→ **Prompt 1**
In the press release about EPA's air toxics report, what does EPA say makes up the majority of mobile sources?
→ **Prompt 2**
Continue the press release about EPA's air toxics report, starting right after its last sentence.

→ **Exercise passage**
--
CFDC Commends EPA For Toxics Progress, Urges More Focus on Mobile Sources

Source: CLean Fuels Development Coalition • Posted: Friday, September 5, 2014

September 3, 2014:  Washington, D.C.  The Clean Fuels Development Coalition today called the recent report by the U.S.  Environmental Protection Agency (EPA) a positive development with regard to air toxics but urged that mobile source emissions from gasoline be recognized as a threat that may be getting worse.

EPA’s report to Congress, which is required under the Clean Air Act, states the nation has reduced benzene, mercury, lead, and other hazardous air pollutants from both stationary and mobile sources.  According to EPA, the majority of the mobile sources are diesel.  However, according to analysis of studies and original research conducted by the non-profit Urban Air Initiative, gasoline emissions dominate over diesel and stationary sources in urban areas.  And, gasoline aromatic compounds are the predominant precursors to a range of pollution issues with aerosols, particulates, and carbon all interacting to increase ozone and urban smog.

In releasing the report, EPA notes that  “Air toxics, also referred to as hazardous air pollutants, or HAPs, are known or suspected of causing cancer and can damage the immune, respiratory, neurological, reproductive, and developmental systems.”
--
→ **Available data**
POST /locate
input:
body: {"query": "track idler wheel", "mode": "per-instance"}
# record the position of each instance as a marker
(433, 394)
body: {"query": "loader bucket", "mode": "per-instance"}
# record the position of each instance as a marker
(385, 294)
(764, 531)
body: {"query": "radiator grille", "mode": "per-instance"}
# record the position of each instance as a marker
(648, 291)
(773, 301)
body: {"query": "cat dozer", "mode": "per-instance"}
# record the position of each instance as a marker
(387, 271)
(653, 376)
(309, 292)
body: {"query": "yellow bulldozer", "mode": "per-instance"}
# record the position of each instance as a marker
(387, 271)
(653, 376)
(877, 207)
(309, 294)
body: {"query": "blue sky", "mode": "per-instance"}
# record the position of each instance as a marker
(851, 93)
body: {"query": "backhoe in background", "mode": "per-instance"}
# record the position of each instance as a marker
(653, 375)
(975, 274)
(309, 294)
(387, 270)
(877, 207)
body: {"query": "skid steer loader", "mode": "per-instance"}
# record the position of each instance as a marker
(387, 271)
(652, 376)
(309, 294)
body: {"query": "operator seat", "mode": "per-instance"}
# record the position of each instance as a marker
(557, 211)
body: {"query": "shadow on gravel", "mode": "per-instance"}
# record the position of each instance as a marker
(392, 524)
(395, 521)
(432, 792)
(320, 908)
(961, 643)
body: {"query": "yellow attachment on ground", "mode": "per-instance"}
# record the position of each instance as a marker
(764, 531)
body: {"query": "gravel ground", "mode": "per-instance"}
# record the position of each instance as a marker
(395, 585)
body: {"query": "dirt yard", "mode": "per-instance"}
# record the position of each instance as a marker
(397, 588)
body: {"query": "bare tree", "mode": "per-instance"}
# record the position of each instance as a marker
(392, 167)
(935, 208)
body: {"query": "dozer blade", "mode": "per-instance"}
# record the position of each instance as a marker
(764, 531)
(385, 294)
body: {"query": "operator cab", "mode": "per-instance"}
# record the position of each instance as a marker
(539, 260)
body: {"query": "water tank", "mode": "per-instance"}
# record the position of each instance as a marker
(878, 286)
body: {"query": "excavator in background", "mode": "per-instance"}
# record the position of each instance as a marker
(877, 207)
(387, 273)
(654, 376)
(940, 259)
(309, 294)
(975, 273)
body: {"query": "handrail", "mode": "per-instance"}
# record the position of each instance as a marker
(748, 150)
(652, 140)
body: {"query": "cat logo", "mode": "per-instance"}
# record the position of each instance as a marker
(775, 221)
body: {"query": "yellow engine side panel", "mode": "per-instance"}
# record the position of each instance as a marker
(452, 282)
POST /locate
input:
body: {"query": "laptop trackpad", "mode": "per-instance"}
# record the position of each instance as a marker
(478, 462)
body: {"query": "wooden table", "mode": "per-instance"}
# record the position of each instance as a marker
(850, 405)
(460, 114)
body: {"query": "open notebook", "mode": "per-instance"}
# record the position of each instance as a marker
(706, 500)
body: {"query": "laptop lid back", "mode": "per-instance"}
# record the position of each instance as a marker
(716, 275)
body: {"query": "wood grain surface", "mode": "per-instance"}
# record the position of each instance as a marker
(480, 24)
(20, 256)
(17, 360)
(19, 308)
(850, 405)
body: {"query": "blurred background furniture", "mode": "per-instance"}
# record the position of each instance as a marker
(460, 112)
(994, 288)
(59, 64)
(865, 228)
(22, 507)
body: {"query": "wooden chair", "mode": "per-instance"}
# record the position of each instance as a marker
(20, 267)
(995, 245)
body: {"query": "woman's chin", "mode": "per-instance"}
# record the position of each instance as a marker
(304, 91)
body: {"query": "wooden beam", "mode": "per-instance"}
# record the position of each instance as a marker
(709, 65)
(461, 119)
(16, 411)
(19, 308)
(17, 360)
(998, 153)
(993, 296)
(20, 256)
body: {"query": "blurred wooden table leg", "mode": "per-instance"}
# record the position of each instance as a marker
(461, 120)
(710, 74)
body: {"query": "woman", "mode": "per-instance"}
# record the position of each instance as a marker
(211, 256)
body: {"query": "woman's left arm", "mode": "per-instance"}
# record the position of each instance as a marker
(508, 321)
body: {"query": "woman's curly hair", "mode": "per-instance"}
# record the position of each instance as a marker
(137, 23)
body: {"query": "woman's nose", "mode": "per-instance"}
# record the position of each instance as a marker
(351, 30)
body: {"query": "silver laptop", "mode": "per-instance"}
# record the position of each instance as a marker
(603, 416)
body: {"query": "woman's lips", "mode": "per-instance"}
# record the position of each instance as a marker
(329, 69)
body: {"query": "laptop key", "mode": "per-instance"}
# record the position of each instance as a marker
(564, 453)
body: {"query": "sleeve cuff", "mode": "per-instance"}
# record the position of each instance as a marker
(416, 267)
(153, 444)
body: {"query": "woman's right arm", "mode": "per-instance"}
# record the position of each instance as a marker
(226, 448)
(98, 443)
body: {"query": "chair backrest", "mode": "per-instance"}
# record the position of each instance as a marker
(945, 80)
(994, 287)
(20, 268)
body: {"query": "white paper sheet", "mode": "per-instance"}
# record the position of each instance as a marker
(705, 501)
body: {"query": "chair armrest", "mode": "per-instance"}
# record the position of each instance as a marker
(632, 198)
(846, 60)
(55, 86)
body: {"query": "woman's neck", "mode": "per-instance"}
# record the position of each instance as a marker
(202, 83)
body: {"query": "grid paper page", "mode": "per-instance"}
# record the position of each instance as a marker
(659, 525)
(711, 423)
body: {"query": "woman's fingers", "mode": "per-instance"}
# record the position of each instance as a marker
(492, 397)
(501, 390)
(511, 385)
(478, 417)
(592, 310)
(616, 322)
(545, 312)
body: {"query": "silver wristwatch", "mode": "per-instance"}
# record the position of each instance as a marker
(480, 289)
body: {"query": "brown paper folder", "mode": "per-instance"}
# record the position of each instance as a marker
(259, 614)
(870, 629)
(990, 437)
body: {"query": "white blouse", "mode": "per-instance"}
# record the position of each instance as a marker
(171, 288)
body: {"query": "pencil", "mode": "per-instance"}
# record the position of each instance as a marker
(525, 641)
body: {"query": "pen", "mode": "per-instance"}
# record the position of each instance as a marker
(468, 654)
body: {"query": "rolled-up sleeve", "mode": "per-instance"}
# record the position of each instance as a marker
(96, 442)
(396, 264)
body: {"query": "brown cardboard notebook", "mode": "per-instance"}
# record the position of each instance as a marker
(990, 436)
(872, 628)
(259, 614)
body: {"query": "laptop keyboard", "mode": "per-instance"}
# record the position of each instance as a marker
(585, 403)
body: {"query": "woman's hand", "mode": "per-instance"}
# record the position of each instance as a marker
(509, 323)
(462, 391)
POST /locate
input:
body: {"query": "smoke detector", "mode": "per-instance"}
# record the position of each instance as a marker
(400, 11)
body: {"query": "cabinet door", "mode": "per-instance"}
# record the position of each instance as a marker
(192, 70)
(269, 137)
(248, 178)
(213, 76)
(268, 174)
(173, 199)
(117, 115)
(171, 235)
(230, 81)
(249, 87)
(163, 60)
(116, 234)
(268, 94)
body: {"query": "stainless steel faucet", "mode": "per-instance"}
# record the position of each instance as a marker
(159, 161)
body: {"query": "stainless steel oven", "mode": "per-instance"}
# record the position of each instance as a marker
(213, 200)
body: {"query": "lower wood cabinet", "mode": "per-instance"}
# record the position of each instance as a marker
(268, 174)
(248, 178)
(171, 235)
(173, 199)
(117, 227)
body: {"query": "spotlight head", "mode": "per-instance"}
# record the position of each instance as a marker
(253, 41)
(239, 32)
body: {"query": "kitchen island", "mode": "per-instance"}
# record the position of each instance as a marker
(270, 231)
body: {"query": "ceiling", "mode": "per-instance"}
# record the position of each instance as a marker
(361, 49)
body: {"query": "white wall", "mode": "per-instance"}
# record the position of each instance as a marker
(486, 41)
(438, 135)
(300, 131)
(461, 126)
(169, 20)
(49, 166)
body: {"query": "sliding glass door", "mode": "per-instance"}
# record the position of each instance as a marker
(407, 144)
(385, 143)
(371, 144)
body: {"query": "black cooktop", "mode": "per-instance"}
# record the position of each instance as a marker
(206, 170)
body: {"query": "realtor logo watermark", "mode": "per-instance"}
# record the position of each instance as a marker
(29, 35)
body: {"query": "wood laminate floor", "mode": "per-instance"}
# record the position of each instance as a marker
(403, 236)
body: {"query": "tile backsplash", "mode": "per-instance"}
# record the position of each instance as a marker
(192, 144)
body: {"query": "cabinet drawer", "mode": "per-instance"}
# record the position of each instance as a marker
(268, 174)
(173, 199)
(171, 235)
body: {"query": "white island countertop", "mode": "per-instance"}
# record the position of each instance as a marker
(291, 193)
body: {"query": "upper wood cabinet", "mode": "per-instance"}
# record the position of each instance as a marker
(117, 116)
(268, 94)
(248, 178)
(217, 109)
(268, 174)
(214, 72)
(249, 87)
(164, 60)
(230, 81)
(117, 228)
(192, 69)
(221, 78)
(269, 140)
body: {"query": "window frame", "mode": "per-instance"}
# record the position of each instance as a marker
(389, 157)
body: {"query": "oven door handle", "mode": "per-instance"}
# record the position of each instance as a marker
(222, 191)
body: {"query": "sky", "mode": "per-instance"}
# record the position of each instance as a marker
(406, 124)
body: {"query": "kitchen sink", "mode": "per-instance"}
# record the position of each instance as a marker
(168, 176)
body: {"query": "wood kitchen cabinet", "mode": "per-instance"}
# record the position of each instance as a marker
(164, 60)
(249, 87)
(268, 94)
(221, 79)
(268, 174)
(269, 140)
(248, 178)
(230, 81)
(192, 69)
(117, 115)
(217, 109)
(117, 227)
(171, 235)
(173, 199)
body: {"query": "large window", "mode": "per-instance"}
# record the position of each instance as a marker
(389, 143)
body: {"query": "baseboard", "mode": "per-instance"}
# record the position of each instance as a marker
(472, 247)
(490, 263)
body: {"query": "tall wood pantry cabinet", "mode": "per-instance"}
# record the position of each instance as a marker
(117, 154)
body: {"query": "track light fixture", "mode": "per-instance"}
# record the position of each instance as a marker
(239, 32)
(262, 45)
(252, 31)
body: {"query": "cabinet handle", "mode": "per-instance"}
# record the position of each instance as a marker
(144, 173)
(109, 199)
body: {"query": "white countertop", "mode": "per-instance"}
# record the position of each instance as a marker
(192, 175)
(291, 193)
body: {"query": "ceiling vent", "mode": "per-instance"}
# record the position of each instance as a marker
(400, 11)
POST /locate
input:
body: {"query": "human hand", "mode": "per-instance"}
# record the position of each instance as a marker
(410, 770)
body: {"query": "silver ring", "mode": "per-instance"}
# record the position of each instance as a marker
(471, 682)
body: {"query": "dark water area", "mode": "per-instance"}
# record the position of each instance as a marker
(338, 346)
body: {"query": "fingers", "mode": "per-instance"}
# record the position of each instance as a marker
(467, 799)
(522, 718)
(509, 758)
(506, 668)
--
→ **Response box 1**
Diesel.

→ **Response box 2**
“Conventional models used by EPA substantially under-predict toxics from gasoline aromatics which has been proven by real time measurements in US metropolitan areas and cities around the globe”, said CFDC Executive Director Douglas Durante.

“We are encouraged by EPAs recognition of the importance of focusing on toxics.  In their statements accompanying the release of the report they acknowledge they continue to improve their understanding of toxics and we hope we and others in this field can work with them to that end” he said.

“As far back as the 2007 Mobile Source Air Toxics  (MSAT) review, EPA acknowledged that alternatives like ethanol were available as an excellent source of “clean octane”.  With national policy objectives of reducing oil imports, lowering carbon emissions, and protecting public health, renewable ethanol is a good fit” said Durante.